* Start Exercise materials *
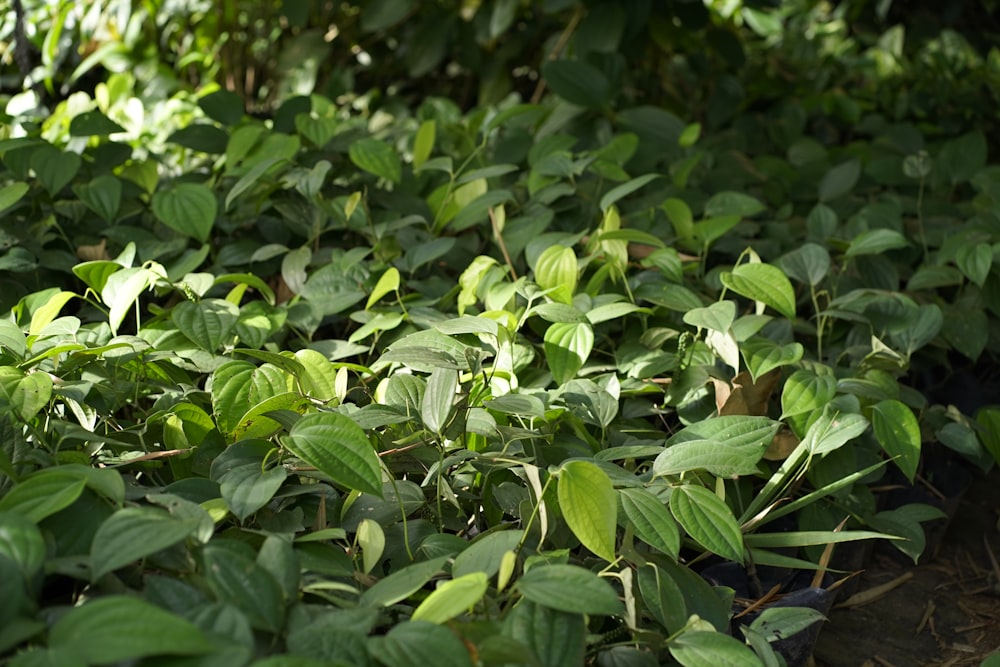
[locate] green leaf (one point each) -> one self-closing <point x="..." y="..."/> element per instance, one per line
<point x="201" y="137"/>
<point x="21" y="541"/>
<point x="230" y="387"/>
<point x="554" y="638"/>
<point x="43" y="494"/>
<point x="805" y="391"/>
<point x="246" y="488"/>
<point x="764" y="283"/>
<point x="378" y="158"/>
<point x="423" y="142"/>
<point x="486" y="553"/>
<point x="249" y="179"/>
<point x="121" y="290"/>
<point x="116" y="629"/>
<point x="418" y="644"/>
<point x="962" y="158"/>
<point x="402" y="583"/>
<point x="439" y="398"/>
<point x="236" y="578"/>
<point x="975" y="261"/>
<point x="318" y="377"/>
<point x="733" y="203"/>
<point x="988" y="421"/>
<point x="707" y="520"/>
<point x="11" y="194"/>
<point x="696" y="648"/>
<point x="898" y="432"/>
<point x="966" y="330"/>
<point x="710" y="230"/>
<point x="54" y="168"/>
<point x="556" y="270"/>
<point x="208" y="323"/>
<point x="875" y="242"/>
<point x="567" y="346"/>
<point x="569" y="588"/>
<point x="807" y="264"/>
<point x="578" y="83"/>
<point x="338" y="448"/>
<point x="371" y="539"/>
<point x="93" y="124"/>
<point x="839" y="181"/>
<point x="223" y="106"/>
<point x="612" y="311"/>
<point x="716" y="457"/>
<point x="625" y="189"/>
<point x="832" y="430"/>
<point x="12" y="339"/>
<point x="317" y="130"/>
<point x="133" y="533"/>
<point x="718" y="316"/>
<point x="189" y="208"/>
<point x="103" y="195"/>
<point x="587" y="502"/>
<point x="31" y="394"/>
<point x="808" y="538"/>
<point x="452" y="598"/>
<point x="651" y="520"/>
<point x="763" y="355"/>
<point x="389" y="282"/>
* End Exercise materials *
Task instructions - Can you rewrite the records above with "green leaf" changed to "leaf" and everything else left as it is, omitting the pictures?

Written answer -
[locate] leaf (one point each) -> one self-closing <point x="..." y="..."/> element per instance, one per line
<point x="201" y="137"/>
<point x="21" y="541"/>
<point x="230" y="387"/>
<point x="554" y="638"/>
<point x="43" y="494"/>
<point x="805" y="391"/>
<point x="246" y="488"/>
<point x="764" y="283"/>
<point x="378" y="158"/>
<point x="423" y="142"/>
<point x="486" y="553"/>
<point x="249" y="179"/>
<point x="121" y="290"/>
<point x="116" y="629"/>
<point x="418" y="644"/>
<point x="962" y="158"/>
<point x="402" y="583"/>
<point x="439" y="398"/>
<point x="236" y="578"/>
<point x="975" y="261"/>
<point x="318" y="377"/>
<point x="733" y="203"/>
<point x="988" y="421"/>
<point x="707" y="520"/>
<point x="11" y="194"/>
<point x="696" y="648"/>
<point x="898" y="432"/>
<point x="966" y="330"/>
<point x="710" y="230"/>
<point x="54" y="168"/>
<point x="556" y="270"/>
<point x="208" y="323"/>
<point x="875" y="242"/>
<point x="567" y="346"/>
<point x="569" y="588"/>
<point x="807" y="264"/>
<point x="578" y="83"/>
<point x="338" y="448"/>
<point x="371" y="539"/>
<point x="93" y="124"/>
<point x="839" y="181"/>
<point x="223" y="106"/>
<point x="612" y="311"/>
<point x="716" y="457"/>
<point x="625" y="189"/>
<point x="832" y="430"/>
<point x="12" y="339"/>
<point x="317" y="130"/>
<point x="133" y="533"/>
<point x="718" y="316"/>
<point x="189" y="208"/>
<point x="103" y="195"/>
<point x="587" y="502"/>
<point x="31" y="394"/>
<point x="808" y="538"/>
<point x="452" y="598"/>
<point x="651" y="520"/>
<point x="763" y="355"/>
<point x="389" y="282"/>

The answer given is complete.